* EXERCISE INSTRUCTIONS: Can you rewrite all of the rows below with "benchmark card" changed to "evaluation sheet" and everything else unchanged? Leave the pictures out of your version.

Pointing rows:
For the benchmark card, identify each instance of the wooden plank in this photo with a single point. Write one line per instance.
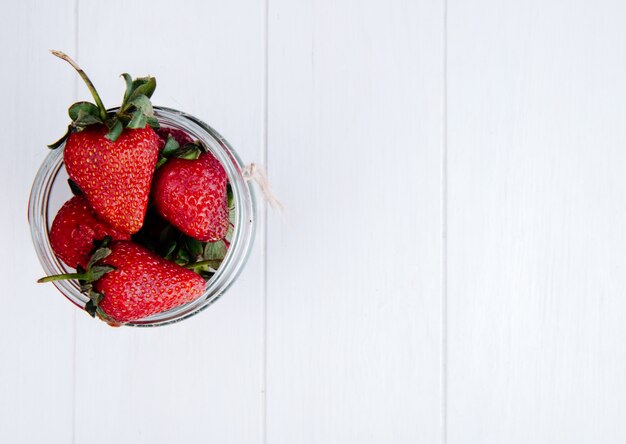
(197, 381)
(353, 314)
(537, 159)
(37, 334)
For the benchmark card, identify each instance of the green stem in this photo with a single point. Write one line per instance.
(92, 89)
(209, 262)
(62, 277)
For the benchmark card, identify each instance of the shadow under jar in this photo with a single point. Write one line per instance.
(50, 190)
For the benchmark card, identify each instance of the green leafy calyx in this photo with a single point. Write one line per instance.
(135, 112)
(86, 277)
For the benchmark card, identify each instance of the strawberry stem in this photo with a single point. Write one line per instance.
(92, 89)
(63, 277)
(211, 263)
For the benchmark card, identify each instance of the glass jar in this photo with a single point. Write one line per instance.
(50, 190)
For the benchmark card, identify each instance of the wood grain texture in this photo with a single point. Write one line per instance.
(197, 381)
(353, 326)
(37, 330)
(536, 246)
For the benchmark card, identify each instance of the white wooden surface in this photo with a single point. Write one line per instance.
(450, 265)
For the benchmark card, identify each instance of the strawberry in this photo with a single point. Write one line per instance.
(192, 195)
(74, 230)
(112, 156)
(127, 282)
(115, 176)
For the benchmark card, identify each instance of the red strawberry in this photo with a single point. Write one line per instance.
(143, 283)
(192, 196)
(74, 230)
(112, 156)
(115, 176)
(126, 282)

* EXERCISE RESPONSE:
For the evaluation sheet, identify each instance of the wooden plank in this photo with a single point. Write one line per instance.
(197, 381)
(353, 314)
(537, 159)
(37, 334)
For the evaluation sheet, identify each instance of the green stem in this photo with a single point. Write one line per instance.
(92, 89)
(209, 262)
(62, 277)
For the evaluation sheet, identify each instance of the shadow under jar in this photo with a single point. Write one line per instance.
(50, 190)
For the evaluation sheet, identify each instance of the green leafy calyx in this photo with a single point. Write one line per instance.
(135, 112)
(86, 277)
For the evaluation sheet, identify each instance of the strawberry stem in this photo with a single point. Write one line per instance.
(92, 89)
(63, 277)
(211, 263)
For the evaluation sheet, identify each instance of the glass jar in this photo with a single point. Write one line per instance.
(50, 190)
For the evaluation sheet, identify each instance of the wood grain texture in this photo with a single point. Write one line per instance.
(197, 381)
(353, 326)
(37, 330)
(536, 246)
For the evaluation sheet, identify each instance of the white wooden surface in this photo with a single point. Write one line per instance.
(450, 265)
For the evaluation sheet, identify each instance of the strawberry in this photo with a single point. Write one line per instance.
(192, 195)
(74, 230)
(112, 156)
(127, 282)
(115, 176)
For the evaluation sheet, identify each instance of the red strawberry in this photo with a single point. Write one line per instance.
(143, 283)
(192, 196)
(74, 230)
(112, 156)
(115, 176)
(126, 282)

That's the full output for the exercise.